### TEXTAUSZUG
⟨

Die informellen Bindungen der Familienmitglieder sind so stark, dass dann, wenn es zu einem Konflikt zwischen Treue zur Familie und zum Staat kommt, wohl kaum erwartet werden kann, dass der Einzelne – falls gefordert – bewusst gegen die Familienmitglieder handelt. Immerhin berücksichtigt die Rechtsprechung diese starken Bindungen insoweit, als z. B. die Eltern nicht verpflichtet sind, gegen ihre Kinder vor Gericht auszusagen.

 

An dritter Stelle ist in diesem Zusammenhang auch auf die Bedeutung der Religionsgemeinschaften und auf ihren Einfluss auf das Verhalten der Mitglieder dieser Gemeinschaft hinzuweisen. Unsere Verfassung sieht auf der einen Seite eine strikte Trennung zwischen Staatsgewalt und Einfluss der Kirchen vor, zum andern garantiert unsere Verfassung die Freiheit, selbst zu bestimmen, ob sich der Einzelne einer Religionsgemeinschaft anschließt oder nicht und inwieweit er die Gebote dieser Gemeinschaft achtet.

 

Wenn auch die offizielle Lehre davon ausgeht, dass sich jeder an die Gesetze des Staates zu halten hat und dass der Einzelne dann, wenn die Gesetze des Staates mit den Vorschriften der Religionsgemeinschaft in Konflikt geraten, dem Gesetz zu gehorchen hat, ist es trotzdem unrealistisch zu unterstellen, dass sich Gläubige im Konfliktfalle gegen die eigene religiöse Überzeugung entscheiden werden. Gerade für den redlichen Gläubigen werden Gott und seine Gebote immer über restlos alle von Menschen erlassene Gebote gestellt, es ist für einen bekennenden Gläubigen ganz unmöglich im Konfliktfalle, Gottesgebote menschlichen Geboten unterzuordnen.

⟩

### AUSZÜGE DER EINTRÄGE

⟨

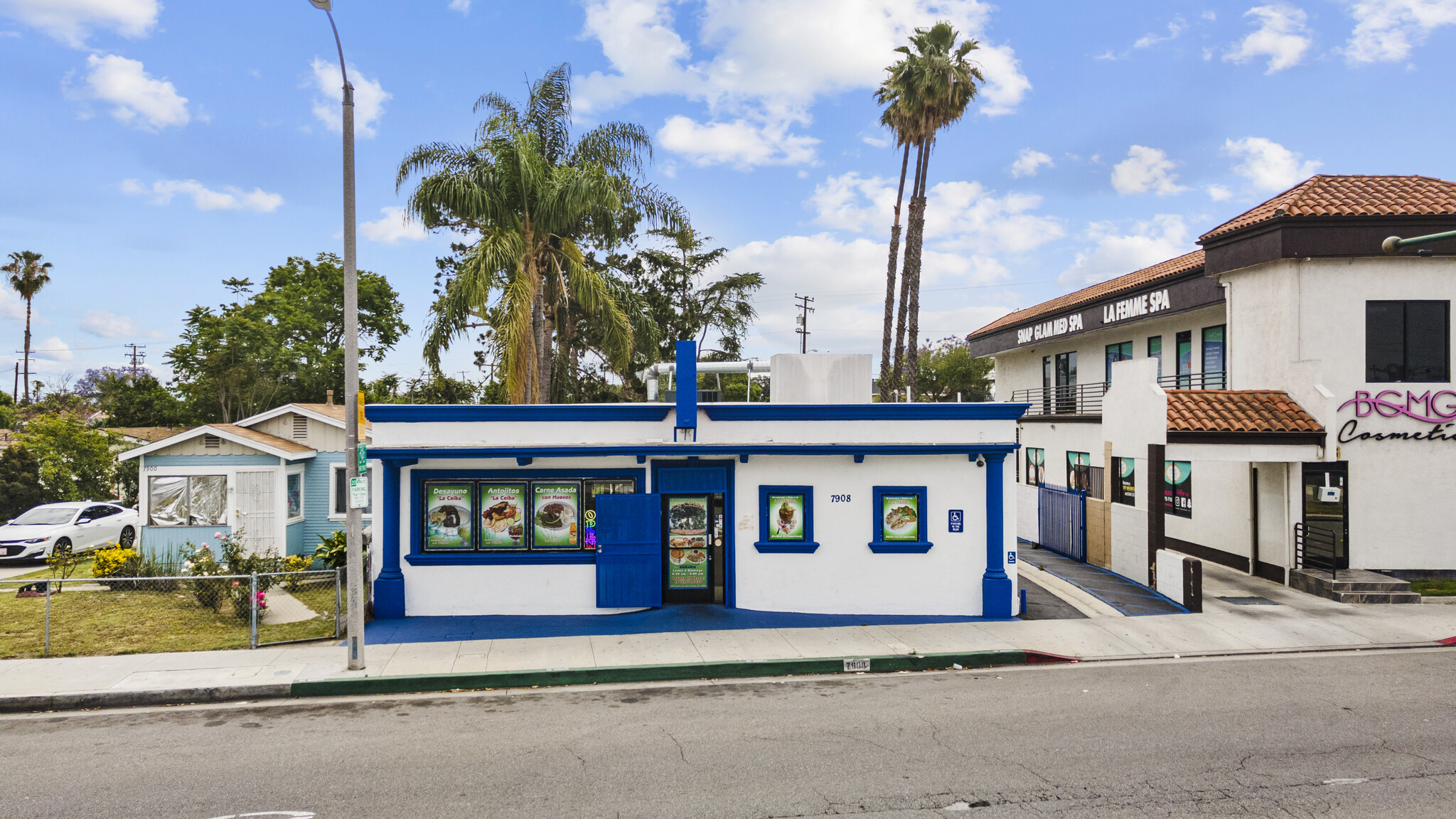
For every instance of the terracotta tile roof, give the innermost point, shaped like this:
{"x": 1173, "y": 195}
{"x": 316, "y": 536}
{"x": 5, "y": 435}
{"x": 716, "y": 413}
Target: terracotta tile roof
{"x": 262, "y": 437}
{"x": 1351, "y": 196}
{"x": 1101, "y": 290}
{"x": 1236, "y": 412}
{"x": 331, "y": 410}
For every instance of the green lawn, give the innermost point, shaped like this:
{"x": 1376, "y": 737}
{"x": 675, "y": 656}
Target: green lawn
{"x": 124, "y": 621}
{"x": 1435, "y": 588}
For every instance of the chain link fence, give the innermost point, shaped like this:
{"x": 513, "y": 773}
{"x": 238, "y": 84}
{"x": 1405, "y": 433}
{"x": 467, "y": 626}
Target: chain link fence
{"x": 132, "y": 616}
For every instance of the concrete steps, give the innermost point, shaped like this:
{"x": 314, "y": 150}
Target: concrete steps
{"x": 1353, "y": 587}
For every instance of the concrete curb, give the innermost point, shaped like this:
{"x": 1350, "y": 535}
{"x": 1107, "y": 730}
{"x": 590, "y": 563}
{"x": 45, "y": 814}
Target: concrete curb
{"x": 465, "y": 681}
{"x": 85, "y": 700}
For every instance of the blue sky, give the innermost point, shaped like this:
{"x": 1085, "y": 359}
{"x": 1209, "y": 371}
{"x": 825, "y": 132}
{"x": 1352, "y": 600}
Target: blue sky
{"x": 152, "y": 151}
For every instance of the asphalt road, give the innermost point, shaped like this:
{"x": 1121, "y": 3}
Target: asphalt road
{"x": 1350, "y": 735}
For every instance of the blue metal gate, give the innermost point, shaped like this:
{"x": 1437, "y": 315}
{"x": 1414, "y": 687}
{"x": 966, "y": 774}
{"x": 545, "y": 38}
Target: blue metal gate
{"x": 1064, "y": 522}
{"x": 629, "y": 551}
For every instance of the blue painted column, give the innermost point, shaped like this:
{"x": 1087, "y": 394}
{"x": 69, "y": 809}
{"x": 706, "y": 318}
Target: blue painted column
{"x": 996, "y": 588}
{"x": 389, "y": 588}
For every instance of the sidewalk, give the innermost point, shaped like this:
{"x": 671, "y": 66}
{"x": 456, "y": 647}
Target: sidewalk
{"x": 1288, "y": 621}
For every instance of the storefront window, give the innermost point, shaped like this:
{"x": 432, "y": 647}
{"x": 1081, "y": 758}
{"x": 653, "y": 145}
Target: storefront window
{"x": 557, "y": 515}
{"x": 1125, "y": 488}
{"x": 1408, "y": 341}
{"x": 1117, "y": 353}
{"x": 1215, "y": 358}
{"x": 1178, "y": 488}
{"x": 197, "y": 500}
{"x": 1186, "y": 359}
{"x": 900, "y": 519}
{"x": 1079, "y": 471}
{"x": 1036, "y": 462}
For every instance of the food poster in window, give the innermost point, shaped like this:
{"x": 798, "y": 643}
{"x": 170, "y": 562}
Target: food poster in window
{"x": 900, "y": 518}
{"x": 503, "y": 516}
{"x": 1178, "y": 488}
{"x": 447, "y": 516}
{"x": 555, "y": 518}
{"x": 1126, "y": 487}
{"x": 687, "y": 542}
{"x": 786, "y": 518}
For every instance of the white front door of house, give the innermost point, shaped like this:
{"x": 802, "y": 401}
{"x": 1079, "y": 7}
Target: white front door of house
{"x": 258, "y": 512}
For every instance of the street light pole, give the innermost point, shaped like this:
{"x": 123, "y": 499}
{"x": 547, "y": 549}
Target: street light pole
{"x": 354, "y": 518}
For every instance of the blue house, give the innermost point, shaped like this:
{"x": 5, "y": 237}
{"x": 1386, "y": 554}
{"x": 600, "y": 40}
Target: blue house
{"x": 277, "y": 476}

⟩

### GESTELLTE AUFGABE A
Beantworte die folgenden Fragen zum Textauszug:
(i) Wozu sind Eltern laut Rechtsprechung nicht verpflichtet?
(ii) Was sieht die Verfassung im Verhältnis zwischen Staatsgewalt und Einfluss der Kirchen vor?
(iii) Wem hat der Einzelne nach der offiziellen Lehre zu gehorchen, wenn die Gesetze des Staates mit den Vorschriften der Religionsgemeinschaft in Konflikt geraten?
### GESTELLTE AUFGABE B
Gib den Textauszug von „Die informellen Bindungen“ bis „vor Gericht auszusagen.“ wortgetreu wieder.

### ERGEBNIS A
(i) Gegen ihre Kinder vor Gericht auszusagen.
(ii) Eine strikte Trennung.
(iii) Dem Gesetz.

### ERGEBNIS B
Die informellen Bindungen der Familienmitglieder sind so stark, dass dann, wenn es zu einem Konflikt zwischen Treue zur Familie und zum Staat kommt, wohl kaum erwartet werden kann, dass der Einzelne – falls gefordert – bewusst gegen die Familienmitglieder handelt. Immerhin berücksichtigt die Rechtsprechung diese starken Bindungen insoweit, als z. B. die Eltern nicht verpflichtet sind, gegen ihre Kinder vor Gericht auszusagen.